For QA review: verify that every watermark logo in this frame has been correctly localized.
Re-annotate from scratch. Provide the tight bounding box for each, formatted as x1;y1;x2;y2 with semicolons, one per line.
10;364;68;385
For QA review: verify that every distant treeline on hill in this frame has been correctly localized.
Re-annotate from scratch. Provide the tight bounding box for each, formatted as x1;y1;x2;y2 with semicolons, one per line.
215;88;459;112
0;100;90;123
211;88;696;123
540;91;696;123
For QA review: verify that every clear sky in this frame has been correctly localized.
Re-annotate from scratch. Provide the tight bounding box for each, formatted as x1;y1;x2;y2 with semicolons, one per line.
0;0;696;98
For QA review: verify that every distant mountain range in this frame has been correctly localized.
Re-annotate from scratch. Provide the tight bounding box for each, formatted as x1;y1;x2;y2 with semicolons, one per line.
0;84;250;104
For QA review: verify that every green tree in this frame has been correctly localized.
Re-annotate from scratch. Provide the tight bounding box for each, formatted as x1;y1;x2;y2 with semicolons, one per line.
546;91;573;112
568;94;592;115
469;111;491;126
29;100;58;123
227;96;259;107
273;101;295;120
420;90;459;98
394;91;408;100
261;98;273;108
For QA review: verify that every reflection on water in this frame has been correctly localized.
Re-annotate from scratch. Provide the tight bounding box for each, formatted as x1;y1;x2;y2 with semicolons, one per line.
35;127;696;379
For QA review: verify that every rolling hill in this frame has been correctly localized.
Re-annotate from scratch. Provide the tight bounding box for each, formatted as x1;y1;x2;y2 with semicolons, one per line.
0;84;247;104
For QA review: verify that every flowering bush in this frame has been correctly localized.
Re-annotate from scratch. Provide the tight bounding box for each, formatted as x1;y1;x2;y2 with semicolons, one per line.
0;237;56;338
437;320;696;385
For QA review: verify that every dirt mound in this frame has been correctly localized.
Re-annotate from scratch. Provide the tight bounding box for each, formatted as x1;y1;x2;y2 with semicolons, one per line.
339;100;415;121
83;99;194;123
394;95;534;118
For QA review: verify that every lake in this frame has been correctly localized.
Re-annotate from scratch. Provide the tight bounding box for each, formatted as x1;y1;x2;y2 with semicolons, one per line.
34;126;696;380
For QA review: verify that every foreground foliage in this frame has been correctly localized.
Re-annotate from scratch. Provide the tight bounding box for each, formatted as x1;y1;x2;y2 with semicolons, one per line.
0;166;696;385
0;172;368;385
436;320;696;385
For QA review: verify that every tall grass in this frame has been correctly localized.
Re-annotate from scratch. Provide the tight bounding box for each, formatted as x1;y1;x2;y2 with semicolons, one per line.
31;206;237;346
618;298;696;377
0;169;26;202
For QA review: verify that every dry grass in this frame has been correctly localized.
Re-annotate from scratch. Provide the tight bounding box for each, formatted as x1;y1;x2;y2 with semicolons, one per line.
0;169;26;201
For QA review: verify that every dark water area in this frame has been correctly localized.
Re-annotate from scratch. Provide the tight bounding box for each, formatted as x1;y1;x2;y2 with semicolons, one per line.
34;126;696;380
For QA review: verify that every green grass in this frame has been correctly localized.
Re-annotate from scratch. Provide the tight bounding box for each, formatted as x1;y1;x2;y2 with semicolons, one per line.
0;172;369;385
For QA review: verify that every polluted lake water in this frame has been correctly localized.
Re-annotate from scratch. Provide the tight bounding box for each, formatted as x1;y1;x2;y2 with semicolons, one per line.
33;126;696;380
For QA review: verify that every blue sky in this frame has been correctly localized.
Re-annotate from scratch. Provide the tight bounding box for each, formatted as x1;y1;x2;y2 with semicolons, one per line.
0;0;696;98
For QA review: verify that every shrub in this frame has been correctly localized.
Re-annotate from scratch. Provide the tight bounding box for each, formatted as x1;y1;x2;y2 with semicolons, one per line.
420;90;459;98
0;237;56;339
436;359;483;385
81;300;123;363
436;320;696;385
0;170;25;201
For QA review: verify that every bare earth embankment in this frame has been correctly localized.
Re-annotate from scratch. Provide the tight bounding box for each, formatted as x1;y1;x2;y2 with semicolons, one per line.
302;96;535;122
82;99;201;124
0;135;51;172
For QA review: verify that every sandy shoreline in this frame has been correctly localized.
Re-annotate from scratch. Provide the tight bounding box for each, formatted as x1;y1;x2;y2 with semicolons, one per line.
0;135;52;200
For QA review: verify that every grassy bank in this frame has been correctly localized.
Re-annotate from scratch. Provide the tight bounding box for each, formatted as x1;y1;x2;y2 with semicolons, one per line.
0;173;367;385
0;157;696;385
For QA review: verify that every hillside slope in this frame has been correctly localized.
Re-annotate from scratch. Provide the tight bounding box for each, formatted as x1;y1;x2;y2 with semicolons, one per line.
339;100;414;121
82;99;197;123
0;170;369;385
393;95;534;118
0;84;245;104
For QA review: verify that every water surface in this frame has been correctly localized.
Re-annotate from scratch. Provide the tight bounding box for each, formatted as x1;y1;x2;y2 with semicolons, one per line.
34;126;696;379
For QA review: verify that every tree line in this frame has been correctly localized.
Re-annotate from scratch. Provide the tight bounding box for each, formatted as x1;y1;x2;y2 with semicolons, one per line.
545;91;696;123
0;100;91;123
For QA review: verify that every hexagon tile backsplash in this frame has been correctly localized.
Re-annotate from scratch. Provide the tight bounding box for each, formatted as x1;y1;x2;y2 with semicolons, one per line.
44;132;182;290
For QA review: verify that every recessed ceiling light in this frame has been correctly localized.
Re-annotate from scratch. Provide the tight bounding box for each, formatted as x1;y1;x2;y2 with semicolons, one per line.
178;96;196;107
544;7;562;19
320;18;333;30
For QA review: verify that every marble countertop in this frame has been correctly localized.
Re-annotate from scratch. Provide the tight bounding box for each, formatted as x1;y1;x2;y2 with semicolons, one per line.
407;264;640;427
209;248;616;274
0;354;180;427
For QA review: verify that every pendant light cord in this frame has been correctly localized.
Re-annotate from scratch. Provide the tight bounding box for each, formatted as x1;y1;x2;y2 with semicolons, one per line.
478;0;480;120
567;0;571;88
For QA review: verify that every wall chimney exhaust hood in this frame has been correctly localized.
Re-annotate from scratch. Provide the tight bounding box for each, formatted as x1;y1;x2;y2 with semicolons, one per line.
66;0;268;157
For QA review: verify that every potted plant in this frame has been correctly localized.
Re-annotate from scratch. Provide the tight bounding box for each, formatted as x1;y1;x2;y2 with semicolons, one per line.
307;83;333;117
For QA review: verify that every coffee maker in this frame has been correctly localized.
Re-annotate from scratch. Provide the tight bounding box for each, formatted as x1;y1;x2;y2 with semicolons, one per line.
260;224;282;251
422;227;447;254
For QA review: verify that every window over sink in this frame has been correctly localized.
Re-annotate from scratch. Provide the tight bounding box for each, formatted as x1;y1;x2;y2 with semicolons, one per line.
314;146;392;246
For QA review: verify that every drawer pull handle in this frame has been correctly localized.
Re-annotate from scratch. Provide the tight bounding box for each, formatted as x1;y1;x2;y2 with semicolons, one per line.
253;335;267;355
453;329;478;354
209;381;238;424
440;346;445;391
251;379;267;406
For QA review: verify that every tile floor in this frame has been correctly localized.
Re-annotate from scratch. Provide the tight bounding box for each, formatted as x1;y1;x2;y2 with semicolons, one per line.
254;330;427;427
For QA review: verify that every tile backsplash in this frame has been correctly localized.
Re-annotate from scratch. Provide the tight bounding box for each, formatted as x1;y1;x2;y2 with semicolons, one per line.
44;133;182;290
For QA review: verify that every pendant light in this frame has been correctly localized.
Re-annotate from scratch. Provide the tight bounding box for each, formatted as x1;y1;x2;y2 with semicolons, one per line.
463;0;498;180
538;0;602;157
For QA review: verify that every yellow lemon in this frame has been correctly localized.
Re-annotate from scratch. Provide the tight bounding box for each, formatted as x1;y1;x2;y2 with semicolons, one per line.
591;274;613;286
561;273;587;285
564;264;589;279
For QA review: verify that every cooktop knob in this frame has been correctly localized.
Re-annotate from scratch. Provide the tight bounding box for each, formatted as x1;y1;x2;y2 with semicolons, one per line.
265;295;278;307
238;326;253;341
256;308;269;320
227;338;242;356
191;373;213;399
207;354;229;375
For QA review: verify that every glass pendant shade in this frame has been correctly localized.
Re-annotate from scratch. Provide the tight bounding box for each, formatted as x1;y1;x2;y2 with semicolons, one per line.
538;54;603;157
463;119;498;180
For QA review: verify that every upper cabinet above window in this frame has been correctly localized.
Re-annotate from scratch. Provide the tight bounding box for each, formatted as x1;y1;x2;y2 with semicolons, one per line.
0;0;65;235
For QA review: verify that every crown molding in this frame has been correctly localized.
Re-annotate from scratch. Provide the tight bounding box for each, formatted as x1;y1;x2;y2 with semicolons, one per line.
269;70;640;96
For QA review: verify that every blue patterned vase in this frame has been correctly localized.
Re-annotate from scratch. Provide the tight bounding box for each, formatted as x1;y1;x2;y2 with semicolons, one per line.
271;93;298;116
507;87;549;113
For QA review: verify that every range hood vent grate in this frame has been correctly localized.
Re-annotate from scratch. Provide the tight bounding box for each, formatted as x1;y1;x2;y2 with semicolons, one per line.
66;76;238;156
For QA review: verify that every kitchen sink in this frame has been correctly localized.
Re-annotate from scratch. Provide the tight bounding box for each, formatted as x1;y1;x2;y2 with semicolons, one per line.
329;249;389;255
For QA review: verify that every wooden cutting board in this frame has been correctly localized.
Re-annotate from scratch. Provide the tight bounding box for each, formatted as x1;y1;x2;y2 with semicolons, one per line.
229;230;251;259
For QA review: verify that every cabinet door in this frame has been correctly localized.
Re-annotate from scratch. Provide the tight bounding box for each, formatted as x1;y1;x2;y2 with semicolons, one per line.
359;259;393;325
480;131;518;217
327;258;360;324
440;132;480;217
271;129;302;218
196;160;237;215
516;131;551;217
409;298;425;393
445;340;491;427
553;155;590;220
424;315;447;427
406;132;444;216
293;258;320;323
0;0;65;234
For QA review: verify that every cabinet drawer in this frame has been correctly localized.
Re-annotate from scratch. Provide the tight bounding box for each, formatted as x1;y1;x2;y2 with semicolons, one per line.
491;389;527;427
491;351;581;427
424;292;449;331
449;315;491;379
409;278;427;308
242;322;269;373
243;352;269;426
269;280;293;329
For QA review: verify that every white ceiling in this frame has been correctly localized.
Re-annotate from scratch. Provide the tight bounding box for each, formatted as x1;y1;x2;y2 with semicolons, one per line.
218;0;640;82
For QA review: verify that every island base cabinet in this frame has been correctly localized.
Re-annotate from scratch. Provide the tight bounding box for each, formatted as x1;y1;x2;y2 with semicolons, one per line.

Written task: Copy out the lines again, beginning at the line that contains "For QA review: verify that every island" and stopping at the last line of the entries.

Completed exercise:
For QA review: verify that every island base cabinet in this frame has been correctly localized.
Re-annotate from scratch. Provide the tight bounding box for each, formatted as x1;y1;x2;y2 with semicolons, one per line.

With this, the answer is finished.